§ MATERIAL FOR THE TASK
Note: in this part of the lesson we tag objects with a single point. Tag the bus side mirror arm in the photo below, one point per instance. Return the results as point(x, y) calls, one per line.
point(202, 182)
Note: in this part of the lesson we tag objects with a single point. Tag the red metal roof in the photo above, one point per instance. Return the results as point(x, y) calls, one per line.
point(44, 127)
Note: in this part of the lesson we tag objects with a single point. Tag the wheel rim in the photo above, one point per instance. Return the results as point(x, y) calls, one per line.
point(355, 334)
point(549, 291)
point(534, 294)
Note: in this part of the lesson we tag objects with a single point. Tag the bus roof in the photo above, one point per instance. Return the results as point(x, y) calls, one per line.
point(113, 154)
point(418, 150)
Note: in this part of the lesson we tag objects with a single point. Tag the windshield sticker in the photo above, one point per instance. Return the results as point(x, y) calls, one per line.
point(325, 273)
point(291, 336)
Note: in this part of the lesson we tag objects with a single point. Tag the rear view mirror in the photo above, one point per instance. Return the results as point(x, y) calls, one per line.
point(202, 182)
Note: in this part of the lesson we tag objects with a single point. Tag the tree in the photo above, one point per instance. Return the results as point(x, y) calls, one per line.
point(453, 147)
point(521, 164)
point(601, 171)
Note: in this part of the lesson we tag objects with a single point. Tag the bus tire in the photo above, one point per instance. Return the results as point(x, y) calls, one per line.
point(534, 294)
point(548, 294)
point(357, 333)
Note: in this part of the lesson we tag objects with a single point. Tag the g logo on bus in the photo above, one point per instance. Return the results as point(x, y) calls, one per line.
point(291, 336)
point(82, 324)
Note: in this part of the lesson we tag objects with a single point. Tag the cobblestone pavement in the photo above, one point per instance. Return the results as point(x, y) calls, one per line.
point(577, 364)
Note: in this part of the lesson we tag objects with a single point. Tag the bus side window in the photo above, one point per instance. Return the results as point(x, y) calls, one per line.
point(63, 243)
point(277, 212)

§ WRITTEN REQUEST
Write out all the lines above again, putting "red tin roof" in place of "red metal roof" and leaving everything else the same.

§ OUTPUT FOR THIS EXERCISE
Note: in this part of the lesson we tag objects with a single point. Tag the bus side mirror arm in the photo below, one point per instance. Return the results as point(x, y) calls, one per line.
point(202, 182)
Note: in this part of the lesson we tag objects with a single point. Tag the red tin roof in the photo above, one point per instance. Return the results as point(x, y) calls, one per line.
point(44, 127)
Note: in this part of the lesson we tag objects with a single point. Tag the wheel rim in the photo above, one point per instance. Return the results as point(x, y) calls, one per line.
point(355, 334)
point(549, 291)
point(534, 294)
Note: in this part of the lesson we tag objects with a single point. Tag the bus roof in the photo above, one point per instance. Return the results as point(x, y) calls, one per line.
point(113, 154)
point(418, 150)
Note: in this part of the lesson we tag objects with a single point. Tag the windshield sticker in the photo above, one point per instance. Return the results as point(x, y) calls, one per line.
point(325, 273)
point(291, 336)
Note: in this part of the lesson we tag objects with a single point. Tag the rear view mirror in the photo above, one point per instance. Return the results as point(x, y) calls, one per line.
point(202, 182)
Note: in this part of the lesson we tag objects with a single point. Tag the tree in the photo above, one point per instance. Return the results as point(x, y) calls, one per line.
point(453, 147)
point(521, 164)
point(601, 171)
Note: in this part of the lesson we tag objects with a single point. Tag the bus tire in the photo above, one point per instance. Return the results as point(x, y) calls, one per line.
point(534, 294)
point(548, 294)
point(357, 333)
Note: in this part of the lesson we tag objects with a single point. Tag the g logo on bus in the photo above, one point per instance. Return the results as point(x, y) calls, one per line.
point(291, 336)
point(82, 324)
Note: in this part of the lesson we tag objects with a single point. Tag the cobblestone pavement in the photo above, one point per instance. Return the results as point(x, y) calls, one per line.
point(577, 364)
Note: in this part of the lesson we tag objects with a single point. Tag the bus side window in the photo above, one point per instance. Return the results as point(x, y) calls, one per line.
point(63, 243)
point(277, 212)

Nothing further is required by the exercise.